**Data entries**

──────────────────────────────

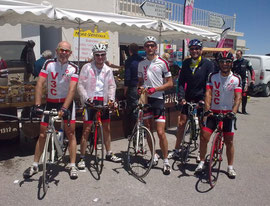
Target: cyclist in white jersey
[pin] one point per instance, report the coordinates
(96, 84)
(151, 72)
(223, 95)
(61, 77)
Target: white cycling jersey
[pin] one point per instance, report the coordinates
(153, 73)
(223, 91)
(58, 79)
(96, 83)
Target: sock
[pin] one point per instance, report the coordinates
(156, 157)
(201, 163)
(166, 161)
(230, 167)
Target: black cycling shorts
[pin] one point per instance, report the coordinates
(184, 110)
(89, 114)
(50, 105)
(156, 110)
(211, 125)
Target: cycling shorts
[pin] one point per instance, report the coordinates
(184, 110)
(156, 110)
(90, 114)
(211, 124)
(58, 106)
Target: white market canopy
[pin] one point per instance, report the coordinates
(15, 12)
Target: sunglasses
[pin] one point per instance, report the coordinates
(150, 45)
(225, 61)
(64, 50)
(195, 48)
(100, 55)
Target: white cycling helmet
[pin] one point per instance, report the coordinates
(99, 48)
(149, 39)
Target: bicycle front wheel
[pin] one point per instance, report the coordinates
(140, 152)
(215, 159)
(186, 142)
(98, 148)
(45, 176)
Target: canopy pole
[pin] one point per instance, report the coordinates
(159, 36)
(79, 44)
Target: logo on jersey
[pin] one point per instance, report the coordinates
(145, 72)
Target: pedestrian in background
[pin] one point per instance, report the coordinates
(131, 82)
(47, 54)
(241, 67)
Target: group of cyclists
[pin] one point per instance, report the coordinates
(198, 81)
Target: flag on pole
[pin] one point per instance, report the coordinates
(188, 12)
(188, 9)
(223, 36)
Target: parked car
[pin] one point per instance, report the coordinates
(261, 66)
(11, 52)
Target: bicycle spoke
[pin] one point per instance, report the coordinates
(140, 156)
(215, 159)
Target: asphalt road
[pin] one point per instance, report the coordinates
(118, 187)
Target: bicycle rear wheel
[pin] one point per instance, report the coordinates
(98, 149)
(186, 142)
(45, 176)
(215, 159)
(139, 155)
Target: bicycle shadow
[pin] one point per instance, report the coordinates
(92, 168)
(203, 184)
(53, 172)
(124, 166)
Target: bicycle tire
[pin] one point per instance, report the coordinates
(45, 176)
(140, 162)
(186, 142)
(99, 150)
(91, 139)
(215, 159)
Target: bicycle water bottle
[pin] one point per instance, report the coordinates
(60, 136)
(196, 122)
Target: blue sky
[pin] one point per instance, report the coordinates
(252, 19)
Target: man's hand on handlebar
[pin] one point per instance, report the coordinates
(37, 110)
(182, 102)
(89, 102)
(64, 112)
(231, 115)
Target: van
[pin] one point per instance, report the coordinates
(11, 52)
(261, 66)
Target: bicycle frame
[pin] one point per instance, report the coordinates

──────────────────────────────

**Aim**
Reproduce all of the items above word for word, leaving out the pictures.

**Solution to this task**
Target: cyclist in white jersey
[pin] one point per instance, report the coordinates
(96, 84)
(151, 72)
(223, 95)
(61, 77)
Target: white cycling jersey
[pin] one point per instance, report the coordinates
(153, 73)
(223, 91)
(58, 79)
(96, 83)
Target: sock
[pin] one point per instance, report the coordinates
(156, 157)
(201, 163)
(166, 161)
(230, 167)
Target: black cycling shorts
[pin] one point per instance, report the coordinates
(184, 110)
(89, 114)
(50, 105)
(156, 110)
(211, 125)
Target: cycling shorts
[pin] one point per instance, report the coordinates
(184, 110)
(156, 110)
(90, 114)
(211, 124)
(58, 106)
Target: white market canopy
[pin] one point per instance, report the coordinates
(15, 12)
Target: sunglasses
[pin] one point per instance, report the coordinates
(150, 45)
(225, 61)
(64, 50)
(195, 48)
(100, 55)
Target: white cycling helmet
[pin] one point per instance, report the coordinates
(99, 48)
(149, 39)
Target: bicycle front wheel
[pin] one point per instance, report the coordinates
(140, 152)
(215, 159)
(186, 142)
(98, 148)
(45, 176)
Target: canopy pole
[pin] one point per instance, report the coordinates
(159, 36)
(79, 44)
Target: logo on jersey
[pin] one point per instance, report the coordinates
(145, 72)
Target: pedestrian in background
[pin] one point per instance, report the coordinates
(131, 82)
(47, 54)
(241, 67)
Target: group of cyclists
[pin] one point per instance, report the coordinates
(198, 81)
Target: flag on pole
[pin] one point per instance, report the coordinates
(188, 12)
(188, 9)
(223, 36)
Target: parked car
[pin] one point per instance, report the coordinates
(261, 66)
(11, 52)
Target: bicycle spoke
[pin] one point per instance, report the coordinates
(140, 156)
(215, 159)
Target: asphalt road
[pin] one point per instance, report the coordinates
(118, 187)
Target: bicycle rear wheel
[pin] one point per instance, report the coordinates
(98, 149)
(186, 142)
(45, 176)
(215, 159)
(139, 155)
Target: bicycle shadow
[pin] one point per instance, report the coordinates
(92, 168)
(203, 184)
(53, 172)
(124, 166)
Target: bicycle tire
[pin] one point per instance, report the coordinates
(45, 176)
(140, 162)
(186, 142)
(99, 150)
(91, 139)
(215, 159)
Target: bicycle water bottle
[pin] one point per instance, report the coordinates
(60, 136)
(196, 122)
Target: blue sky
[pin] one point per instance, report the coordinates
(252, 19)
Target: man's hand on handlebar
[pin] one point per instance, report the coordinates
(37, 110)
(182, 102)
(89, 102)
(64, 112)
(231, 115)
Target: van
[pin] one point per instance, report the coordinates
(11, 52)
(261, 66)
Target: bicycle frame
[pin] one point per instance, report the coordinates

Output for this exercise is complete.